### Directive A
Name each part of the daily rhythm that St. Benedict's rule included, according to the passage on sixth-century Rome.
### Directive B
In the passage on sixth-century Rome, what did Gregory sell to feed the people of Rome?
### Directive C
Write out the passage on sixth-century Rome word for word, starting with "The sixth century also" and going on through "for the world.".

### Excerpted text
======
The sixth century was a long, horrible time in Rome. The city had long fallen to a succession of invading armies. The economy was in shambles. And the Plague of Justinian was ravaging the city. People were frightened for so many reasons. But it was also the century that gave us St. Benedict, who wrote the rule that still guides many monastic houses to this day. This rule included a daily rhythm of prayer, work, and the singing of the psalter—including the psalms of lament. Down through the centuries, and the succession of plagues to follow, the people took comfort in knowing that the monks were voicing their laments and petitions to God.

The sixth century also gave us St. Gregory, who reluctantly left one of those monastic houses to become the pope. Not only did Gregory take over the ecclesiastical leadership of the church, but he also sold church property in order to feed the people of Rome. He called himself “a contemplative condemned to action.” But his “action” entailed a careful balance of caring for the poor and developing a theology of prayer for the monasteries. In other words, Gregory saw cloistered prayer as an active way of caring for the world.
======
Excerpts from a pointing dataset:
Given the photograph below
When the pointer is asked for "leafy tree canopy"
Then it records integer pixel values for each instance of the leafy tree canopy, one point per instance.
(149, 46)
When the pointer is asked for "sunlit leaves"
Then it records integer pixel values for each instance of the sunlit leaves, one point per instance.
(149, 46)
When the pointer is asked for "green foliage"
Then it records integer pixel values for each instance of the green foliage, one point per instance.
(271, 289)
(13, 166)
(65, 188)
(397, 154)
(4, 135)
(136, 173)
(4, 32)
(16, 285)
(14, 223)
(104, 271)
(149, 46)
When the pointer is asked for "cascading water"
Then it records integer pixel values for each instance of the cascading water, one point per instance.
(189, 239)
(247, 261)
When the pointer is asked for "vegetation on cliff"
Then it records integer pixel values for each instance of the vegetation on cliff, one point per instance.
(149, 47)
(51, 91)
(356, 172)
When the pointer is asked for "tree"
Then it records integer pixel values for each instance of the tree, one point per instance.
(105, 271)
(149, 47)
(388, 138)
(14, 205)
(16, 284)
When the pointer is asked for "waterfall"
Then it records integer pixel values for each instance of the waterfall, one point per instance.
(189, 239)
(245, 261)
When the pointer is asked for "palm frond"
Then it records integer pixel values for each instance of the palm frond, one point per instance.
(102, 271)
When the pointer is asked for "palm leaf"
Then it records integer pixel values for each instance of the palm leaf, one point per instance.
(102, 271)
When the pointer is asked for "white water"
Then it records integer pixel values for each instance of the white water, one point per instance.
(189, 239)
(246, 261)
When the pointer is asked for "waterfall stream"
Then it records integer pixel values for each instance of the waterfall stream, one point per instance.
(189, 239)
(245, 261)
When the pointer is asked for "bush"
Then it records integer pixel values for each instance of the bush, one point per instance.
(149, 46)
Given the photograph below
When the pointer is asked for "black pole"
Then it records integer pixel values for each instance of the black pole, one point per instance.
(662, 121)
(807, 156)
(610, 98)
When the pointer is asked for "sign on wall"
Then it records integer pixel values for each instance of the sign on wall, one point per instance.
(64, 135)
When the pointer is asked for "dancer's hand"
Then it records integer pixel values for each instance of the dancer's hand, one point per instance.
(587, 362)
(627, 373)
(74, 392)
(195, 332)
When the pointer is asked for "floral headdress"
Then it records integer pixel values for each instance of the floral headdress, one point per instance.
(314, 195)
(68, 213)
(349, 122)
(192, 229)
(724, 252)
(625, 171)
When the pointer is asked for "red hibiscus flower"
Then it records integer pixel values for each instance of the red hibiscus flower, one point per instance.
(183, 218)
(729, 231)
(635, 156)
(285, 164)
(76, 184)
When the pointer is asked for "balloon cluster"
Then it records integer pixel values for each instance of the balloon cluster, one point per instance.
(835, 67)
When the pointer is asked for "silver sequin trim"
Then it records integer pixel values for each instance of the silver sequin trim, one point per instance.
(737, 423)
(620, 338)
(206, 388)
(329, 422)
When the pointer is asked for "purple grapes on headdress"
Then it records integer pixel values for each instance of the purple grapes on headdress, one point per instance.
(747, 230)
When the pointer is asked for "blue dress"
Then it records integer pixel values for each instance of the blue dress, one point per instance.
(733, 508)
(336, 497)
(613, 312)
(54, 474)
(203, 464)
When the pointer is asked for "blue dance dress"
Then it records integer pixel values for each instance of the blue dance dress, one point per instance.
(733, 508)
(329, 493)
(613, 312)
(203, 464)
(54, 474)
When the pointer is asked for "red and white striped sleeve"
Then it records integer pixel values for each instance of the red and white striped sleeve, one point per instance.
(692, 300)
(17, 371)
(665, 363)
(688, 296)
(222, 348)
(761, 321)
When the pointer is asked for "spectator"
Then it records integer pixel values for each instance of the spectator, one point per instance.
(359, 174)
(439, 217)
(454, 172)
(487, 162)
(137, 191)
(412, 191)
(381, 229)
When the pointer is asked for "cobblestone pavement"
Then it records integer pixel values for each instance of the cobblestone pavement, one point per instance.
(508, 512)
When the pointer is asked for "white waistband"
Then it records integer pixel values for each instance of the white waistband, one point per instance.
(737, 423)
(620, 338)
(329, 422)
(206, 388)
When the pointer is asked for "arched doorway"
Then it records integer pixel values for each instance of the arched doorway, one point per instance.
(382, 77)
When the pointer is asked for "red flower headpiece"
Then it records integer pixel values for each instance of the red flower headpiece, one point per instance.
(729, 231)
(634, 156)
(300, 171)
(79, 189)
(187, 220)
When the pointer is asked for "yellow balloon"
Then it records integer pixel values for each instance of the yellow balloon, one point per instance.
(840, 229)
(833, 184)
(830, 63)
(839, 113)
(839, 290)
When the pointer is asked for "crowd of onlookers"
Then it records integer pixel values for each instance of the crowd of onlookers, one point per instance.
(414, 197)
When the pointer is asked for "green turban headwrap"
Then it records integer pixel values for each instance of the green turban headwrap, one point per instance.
======
### Reply A
Prayer, work, and the singing of the psalter (including the psalms of lament).

### Reply B
Church property.

### Reply C
The sixth century also gave us St. Gregory, who reluctantly left one of those monastic houses to become the pope. Not only did Gregory take over the ecclesiastical leadership of the church, but he also sold church property in order to feed the people of Rome. He called himself “a contemplative condemned to action.” But his “action” entailed a careful balance of caring for the poor and developing a theology of prayer for the monasteries. In other words, Gregory saw cloistered prayer as an active way of caring for the world.